## Reading text
---------------
Author's Preface ("Constab Ballads")

LET me confess it at once. I had not in me the stuff that goes to the making of a good constable; for I am so constituted that imagination outruns discretion, and it is my misfortune to have a most improper sympathy with wrong-doers. I therefore never "made cases," but turning, like Nelson, a blind eye to what it was my manifest duty to see, tried to make peace, which seemed to me better.

Moreover, I am, by temperament, unadaptive; by which I mean that it is not in me to conform cheerfully to uncongenial usages. We blacks are all somewhat impatient of discipline, and to the natural impatience of my race there was added, in my particular case, a peculiar sensitiveness which made certain forms of discipline irksome, and a fierce hatred of injustice. Not that I ever openly rebelled; but the rebellion was in my heart, and it was fomented by the inevitable rubs of daily life trifles to most of my comrades, but to me calamities and tragedies. To relieve my feelings, I wrote poems, and into them I poured my heart in its various moods. This volume consists of a selection from these poems.
---------------
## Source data
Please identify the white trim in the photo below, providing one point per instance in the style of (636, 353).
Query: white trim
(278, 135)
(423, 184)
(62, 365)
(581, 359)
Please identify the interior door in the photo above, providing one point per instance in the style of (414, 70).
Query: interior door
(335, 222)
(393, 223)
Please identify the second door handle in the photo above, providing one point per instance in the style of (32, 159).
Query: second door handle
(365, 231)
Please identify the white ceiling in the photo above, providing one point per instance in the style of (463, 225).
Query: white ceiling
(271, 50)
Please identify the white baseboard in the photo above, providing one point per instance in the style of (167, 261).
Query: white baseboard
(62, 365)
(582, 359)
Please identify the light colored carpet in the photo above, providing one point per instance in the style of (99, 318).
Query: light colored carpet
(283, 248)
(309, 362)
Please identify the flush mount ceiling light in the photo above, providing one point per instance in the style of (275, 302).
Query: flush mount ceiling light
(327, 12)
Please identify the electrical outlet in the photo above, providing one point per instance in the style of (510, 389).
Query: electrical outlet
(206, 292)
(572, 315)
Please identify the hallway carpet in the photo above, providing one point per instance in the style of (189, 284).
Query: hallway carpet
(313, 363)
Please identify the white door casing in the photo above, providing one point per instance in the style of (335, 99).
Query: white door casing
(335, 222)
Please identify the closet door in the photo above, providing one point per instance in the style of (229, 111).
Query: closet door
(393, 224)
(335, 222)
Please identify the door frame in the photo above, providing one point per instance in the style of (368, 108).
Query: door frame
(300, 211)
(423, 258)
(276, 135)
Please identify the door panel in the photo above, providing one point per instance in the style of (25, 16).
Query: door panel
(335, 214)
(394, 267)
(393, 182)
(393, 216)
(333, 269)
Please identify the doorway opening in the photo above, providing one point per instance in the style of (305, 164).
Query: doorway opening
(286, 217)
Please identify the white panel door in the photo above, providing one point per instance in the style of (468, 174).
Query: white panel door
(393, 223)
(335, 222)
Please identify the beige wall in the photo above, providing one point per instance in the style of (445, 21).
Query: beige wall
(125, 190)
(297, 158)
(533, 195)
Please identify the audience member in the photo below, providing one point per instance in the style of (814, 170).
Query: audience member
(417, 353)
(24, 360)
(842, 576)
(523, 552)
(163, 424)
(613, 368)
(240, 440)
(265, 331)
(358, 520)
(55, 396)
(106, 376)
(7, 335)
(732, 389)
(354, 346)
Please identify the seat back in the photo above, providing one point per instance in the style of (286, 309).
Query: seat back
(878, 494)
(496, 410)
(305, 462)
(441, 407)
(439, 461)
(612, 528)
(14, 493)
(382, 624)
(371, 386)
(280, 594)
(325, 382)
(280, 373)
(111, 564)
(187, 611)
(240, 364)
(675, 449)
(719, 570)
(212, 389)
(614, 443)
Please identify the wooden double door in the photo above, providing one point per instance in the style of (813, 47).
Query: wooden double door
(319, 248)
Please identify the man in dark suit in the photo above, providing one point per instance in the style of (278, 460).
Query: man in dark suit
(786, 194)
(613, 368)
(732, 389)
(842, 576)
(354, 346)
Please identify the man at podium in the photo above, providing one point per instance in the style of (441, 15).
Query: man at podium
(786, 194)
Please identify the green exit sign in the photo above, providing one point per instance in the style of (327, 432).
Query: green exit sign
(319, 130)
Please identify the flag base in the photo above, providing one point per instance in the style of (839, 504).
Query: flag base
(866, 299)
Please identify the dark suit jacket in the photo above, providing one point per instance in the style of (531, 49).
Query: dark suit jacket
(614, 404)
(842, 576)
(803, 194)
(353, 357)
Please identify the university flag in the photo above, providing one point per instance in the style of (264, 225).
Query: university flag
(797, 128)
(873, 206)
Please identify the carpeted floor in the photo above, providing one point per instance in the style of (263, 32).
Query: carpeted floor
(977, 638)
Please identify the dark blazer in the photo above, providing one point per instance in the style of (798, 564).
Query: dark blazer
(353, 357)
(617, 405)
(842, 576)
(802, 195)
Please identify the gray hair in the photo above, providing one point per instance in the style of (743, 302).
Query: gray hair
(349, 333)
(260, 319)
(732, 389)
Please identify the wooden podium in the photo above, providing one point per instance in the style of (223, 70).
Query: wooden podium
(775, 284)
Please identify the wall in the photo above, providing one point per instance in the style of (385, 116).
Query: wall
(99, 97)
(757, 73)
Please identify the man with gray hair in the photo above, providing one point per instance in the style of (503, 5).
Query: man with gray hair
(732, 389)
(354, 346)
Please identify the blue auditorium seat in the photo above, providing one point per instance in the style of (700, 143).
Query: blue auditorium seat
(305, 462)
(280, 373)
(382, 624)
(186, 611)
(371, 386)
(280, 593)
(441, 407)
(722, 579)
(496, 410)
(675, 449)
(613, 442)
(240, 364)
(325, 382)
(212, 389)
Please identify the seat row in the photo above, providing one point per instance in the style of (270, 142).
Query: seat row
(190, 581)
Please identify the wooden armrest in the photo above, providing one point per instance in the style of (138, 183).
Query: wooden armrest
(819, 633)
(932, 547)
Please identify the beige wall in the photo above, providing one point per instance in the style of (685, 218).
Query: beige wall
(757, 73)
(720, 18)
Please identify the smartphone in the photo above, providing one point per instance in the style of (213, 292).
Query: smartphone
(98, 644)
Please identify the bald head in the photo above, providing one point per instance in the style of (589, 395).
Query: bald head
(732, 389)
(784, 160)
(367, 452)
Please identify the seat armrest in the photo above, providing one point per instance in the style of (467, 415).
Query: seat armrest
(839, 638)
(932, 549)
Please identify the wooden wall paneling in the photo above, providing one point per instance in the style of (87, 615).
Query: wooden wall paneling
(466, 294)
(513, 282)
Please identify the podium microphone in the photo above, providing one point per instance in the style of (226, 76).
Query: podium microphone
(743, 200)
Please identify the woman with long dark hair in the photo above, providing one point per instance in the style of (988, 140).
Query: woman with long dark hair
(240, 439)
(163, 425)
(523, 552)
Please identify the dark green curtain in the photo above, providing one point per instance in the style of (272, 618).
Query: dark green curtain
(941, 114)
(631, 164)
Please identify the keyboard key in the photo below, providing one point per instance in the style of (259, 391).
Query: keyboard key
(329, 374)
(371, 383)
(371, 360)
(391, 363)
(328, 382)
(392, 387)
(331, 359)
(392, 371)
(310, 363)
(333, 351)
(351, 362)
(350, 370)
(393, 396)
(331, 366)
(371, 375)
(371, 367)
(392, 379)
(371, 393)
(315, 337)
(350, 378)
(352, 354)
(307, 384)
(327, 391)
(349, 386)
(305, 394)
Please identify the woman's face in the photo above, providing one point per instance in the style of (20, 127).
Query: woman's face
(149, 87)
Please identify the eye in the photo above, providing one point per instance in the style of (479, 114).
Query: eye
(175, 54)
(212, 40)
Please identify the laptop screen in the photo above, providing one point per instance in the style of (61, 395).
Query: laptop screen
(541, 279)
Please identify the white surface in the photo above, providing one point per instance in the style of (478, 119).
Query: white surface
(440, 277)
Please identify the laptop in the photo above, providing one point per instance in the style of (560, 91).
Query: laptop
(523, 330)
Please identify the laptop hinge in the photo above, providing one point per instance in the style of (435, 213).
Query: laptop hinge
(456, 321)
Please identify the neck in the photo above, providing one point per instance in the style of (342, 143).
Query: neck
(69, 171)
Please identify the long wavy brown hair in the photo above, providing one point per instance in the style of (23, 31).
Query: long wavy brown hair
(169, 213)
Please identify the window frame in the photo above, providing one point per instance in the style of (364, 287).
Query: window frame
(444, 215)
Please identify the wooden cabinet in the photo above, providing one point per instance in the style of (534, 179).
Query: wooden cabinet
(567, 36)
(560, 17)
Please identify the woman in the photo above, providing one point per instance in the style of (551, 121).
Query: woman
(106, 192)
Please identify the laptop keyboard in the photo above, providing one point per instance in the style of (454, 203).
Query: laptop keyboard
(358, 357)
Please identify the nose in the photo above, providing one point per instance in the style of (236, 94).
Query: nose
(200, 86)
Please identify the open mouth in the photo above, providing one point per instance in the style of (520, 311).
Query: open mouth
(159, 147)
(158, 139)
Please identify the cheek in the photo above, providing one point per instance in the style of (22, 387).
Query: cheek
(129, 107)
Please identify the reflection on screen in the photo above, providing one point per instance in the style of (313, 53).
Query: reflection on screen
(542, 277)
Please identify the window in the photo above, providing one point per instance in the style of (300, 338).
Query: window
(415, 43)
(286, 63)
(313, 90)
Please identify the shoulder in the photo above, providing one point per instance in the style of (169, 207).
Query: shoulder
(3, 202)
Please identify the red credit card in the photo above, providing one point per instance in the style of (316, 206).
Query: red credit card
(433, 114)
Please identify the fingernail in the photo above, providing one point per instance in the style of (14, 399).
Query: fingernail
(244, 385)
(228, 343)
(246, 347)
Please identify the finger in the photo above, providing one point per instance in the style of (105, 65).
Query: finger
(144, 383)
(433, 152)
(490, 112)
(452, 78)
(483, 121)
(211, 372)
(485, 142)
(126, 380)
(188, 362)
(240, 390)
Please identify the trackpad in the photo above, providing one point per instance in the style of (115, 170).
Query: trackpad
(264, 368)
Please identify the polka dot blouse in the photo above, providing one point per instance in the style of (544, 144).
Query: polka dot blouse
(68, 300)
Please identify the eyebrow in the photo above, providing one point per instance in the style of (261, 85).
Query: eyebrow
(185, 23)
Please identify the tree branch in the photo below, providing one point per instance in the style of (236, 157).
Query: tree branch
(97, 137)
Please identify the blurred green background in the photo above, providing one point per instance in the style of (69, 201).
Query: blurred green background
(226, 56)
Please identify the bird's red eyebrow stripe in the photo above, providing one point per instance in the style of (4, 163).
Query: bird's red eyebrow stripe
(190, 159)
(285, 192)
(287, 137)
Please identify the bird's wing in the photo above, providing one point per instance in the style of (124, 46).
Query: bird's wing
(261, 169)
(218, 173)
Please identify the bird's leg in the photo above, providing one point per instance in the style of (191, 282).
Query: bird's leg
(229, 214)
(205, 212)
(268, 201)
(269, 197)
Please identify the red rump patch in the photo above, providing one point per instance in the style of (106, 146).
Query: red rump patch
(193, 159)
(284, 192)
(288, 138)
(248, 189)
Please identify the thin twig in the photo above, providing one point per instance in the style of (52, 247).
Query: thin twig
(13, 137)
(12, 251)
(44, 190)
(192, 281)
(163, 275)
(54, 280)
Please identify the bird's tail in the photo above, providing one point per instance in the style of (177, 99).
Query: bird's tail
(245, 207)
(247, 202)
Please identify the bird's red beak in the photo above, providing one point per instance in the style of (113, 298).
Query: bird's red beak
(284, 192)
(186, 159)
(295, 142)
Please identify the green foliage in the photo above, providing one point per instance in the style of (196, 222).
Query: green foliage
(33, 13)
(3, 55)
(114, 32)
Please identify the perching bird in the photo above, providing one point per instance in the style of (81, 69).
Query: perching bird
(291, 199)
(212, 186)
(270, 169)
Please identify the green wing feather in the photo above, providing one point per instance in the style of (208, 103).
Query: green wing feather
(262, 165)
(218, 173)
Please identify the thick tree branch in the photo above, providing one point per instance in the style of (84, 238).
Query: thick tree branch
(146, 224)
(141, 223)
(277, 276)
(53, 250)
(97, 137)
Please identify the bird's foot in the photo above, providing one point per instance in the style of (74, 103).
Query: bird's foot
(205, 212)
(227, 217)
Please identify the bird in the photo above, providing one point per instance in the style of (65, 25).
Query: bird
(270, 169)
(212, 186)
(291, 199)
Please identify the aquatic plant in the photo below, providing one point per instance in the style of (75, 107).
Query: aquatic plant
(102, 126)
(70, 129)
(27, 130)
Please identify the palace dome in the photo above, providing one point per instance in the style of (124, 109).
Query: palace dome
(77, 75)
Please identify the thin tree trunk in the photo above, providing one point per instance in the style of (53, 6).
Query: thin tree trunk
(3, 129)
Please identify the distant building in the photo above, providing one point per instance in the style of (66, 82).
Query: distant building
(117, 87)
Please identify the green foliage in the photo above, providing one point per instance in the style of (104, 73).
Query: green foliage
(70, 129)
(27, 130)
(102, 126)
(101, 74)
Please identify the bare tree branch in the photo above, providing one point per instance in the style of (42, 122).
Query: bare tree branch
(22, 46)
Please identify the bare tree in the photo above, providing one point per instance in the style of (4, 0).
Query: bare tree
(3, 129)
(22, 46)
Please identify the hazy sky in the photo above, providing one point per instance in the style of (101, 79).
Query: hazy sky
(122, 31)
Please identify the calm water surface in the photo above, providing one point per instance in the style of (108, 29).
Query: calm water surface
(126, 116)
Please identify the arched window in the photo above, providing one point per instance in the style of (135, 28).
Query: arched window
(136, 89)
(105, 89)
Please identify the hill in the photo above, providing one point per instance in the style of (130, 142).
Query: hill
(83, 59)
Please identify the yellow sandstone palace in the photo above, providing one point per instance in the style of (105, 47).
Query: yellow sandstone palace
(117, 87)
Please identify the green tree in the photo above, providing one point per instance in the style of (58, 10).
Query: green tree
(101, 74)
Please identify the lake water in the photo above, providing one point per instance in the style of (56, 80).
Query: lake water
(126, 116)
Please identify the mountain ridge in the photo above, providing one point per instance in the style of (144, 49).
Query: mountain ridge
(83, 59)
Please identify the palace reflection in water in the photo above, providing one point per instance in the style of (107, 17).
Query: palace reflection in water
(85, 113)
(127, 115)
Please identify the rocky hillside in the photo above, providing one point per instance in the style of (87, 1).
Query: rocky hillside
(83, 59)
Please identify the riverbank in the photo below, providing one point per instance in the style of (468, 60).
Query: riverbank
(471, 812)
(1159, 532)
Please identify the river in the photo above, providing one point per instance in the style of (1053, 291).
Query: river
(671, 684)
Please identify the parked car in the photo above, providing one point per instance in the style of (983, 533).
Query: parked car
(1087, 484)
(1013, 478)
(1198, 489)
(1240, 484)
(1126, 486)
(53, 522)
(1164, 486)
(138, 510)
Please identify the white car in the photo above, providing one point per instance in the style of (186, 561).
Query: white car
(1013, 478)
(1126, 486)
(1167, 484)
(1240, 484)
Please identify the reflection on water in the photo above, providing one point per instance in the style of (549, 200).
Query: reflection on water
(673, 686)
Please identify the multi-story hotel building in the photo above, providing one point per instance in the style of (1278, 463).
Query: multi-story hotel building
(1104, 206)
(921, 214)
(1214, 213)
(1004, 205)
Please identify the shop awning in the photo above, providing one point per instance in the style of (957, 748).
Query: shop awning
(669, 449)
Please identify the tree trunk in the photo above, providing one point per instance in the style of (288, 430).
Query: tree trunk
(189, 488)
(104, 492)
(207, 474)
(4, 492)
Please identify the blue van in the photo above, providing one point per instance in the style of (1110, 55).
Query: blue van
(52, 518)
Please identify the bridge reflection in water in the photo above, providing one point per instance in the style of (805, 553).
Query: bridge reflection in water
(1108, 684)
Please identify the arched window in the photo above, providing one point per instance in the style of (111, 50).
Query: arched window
---------------
## Work to do
a. Copy out, one per line, every sentence in the second paragraph of the preface.
b. Reproduce the stretch of the preface that opens with the words containing "Moreover, I am, by" and closes with "from these poems.".
c. Carry on the preface past its final sentence, writing in the same voice.

## Final answers
a.
Moreover, I am, by temperament, unadaptive; by which I mean that it is not in me to conform cheerfully to uncongenial usages.
We blacks are all somewhat impatient of discipline, and to the natural impatience of my race there was added, in my particular case, a peculiar sensitiveness which made certain forms of discipline irksome, and a fierce hatred of injustice.
Not that I ever openly rebelled; but the rebellion was in my heart, and it was fomented by the inevitable rubs of daily life trifles to most of my comrades, but to me calamities and tragedies.
To relieve my feelings, I wrote poems, and into them I poured my heart in its various moods.
This volume consists of a selection from these poems.

b.
Moreover, I am, by temperament, unadaptive; by which I mean that it is not in me to conform cheerfully to uncongenial usages. We blacks are all somewhat impatient of discipline, and to the natural impatience of my race there was added, in my particular case, a peculiar sensitiveness which made certain forms of discipline irksome, and a fierce hatred of injustice. Not that I ever openly rebelled; but the rebellion was in my heart, and it was fomented by the inevitable rubs of daily life trifles to most of my comrades, but to me calamities and tragedies. To relieve my feelings, I wrote poems, and into them I poured my heart in its various moods. This volume consists of a selection from these poems.

c.
The life was, as it happened, unsuited to me, and I to it; but I do not regret my experiences. If I had enemies whom I hated, I also had close friends whom I loved.

One word in conclusion. As constituted by the authorities the Force is admirable, and it only remains for the men themselves, and especially the sub-officers, to make it what it should be, a harmonious band of brothers.

C. McK.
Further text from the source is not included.